- Given request
Please output every line of the material as it stands, without the pictures.

- Data to use
===============

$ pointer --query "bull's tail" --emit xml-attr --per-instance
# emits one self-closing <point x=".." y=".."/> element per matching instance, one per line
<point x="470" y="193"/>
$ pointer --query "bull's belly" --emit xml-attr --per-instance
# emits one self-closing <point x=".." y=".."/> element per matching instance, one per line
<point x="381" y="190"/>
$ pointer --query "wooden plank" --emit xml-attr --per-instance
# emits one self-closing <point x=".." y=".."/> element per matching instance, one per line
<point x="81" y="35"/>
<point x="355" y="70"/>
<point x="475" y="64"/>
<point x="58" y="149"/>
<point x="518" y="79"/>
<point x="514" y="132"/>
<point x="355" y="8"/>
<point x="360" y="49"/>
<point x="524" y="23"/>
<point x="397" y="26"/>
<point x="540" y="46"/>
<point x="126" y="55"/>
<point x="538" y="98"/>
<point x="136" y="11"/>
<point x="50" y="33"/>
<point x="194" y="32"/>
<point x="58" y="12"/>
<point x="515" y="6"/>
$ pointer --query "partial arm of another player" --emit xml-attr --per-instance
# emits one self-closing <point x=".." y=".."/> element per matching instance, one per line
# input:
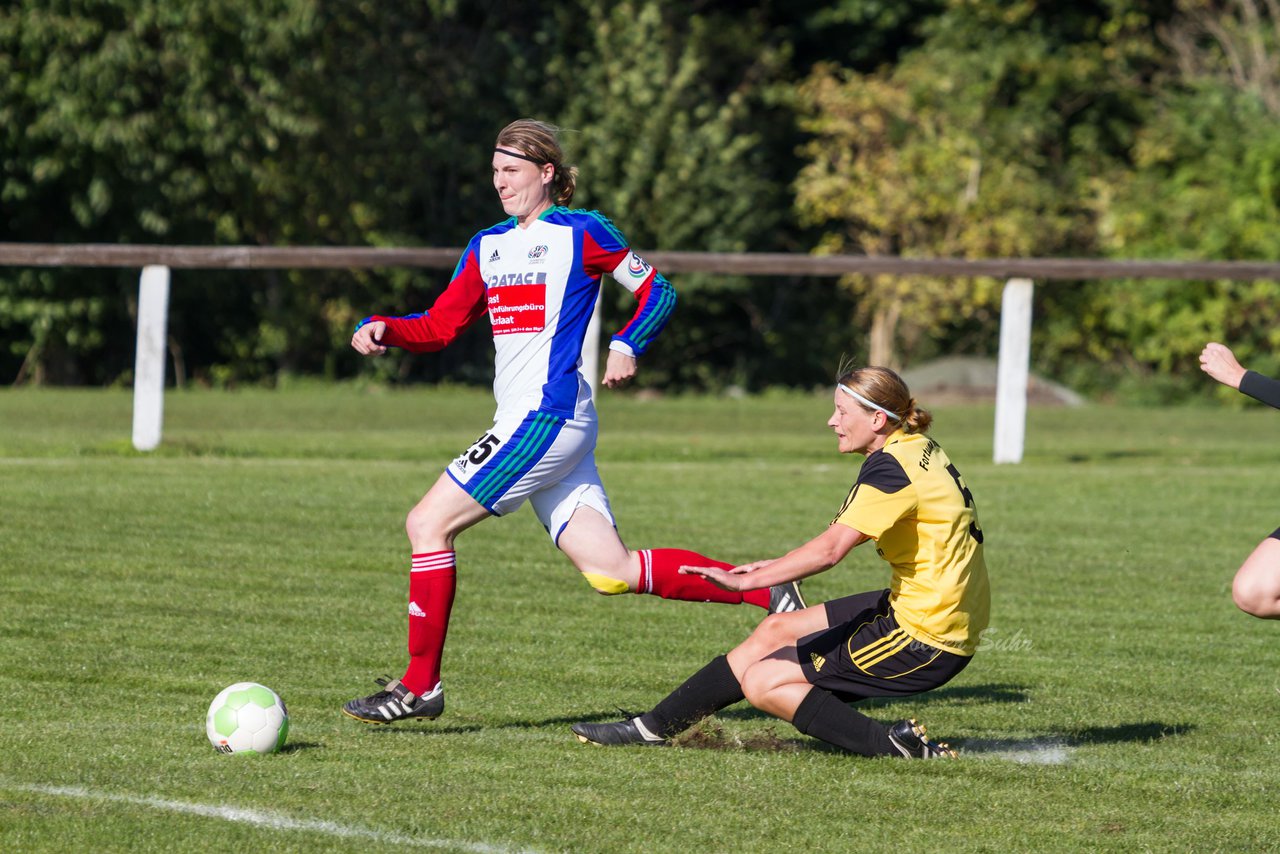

===============

- Solution for this exercise
$ pointer --query "bull's tail" --emit xml-attr --per-instance
# emits one self-closing <point x=".." y=".."/> element per matching instance, one per line
<point x="470" y="193"/>
$ pointer --query "bull's belly" --emit xml-attr --per-instance
# emits one self-closing <point x=".." y=".."/> element per matching instance, one per line
<point x="381" y="190"/>
$ pointer --query "wooden plank" --emit xml-attr --per-instance
# emits one self-closing <point x=".." y=".."/> element per matching instance, one per line
<point x="81" y="35"/>
<point x="355" y="70"/>
<point x="475" y="64"/>
<point x="58" y="149"/>
<point x="518" y="79"/>
<point x="514" y="132"/>
<point x="355" y="8"/>
<point x="360" y="49"/>
<point x="524" y="23"/>
<point x="397" y="26"/>
<point x="540" y="46"/>
<point x="126" y="55"/>
<point x="538" y="98"/>
<point x="136" y="11"/>
<point x="50" y="33"/>
<point x="194" y="32"/>
<point x="58" y="12"/>
<point x="515" y="6"/>
$ pointer --query "partial arm of another player" --emit xml-attr --per-instance
# emits one self-closing <point x=".." y=".."/> element per matching instance, one per line
# input:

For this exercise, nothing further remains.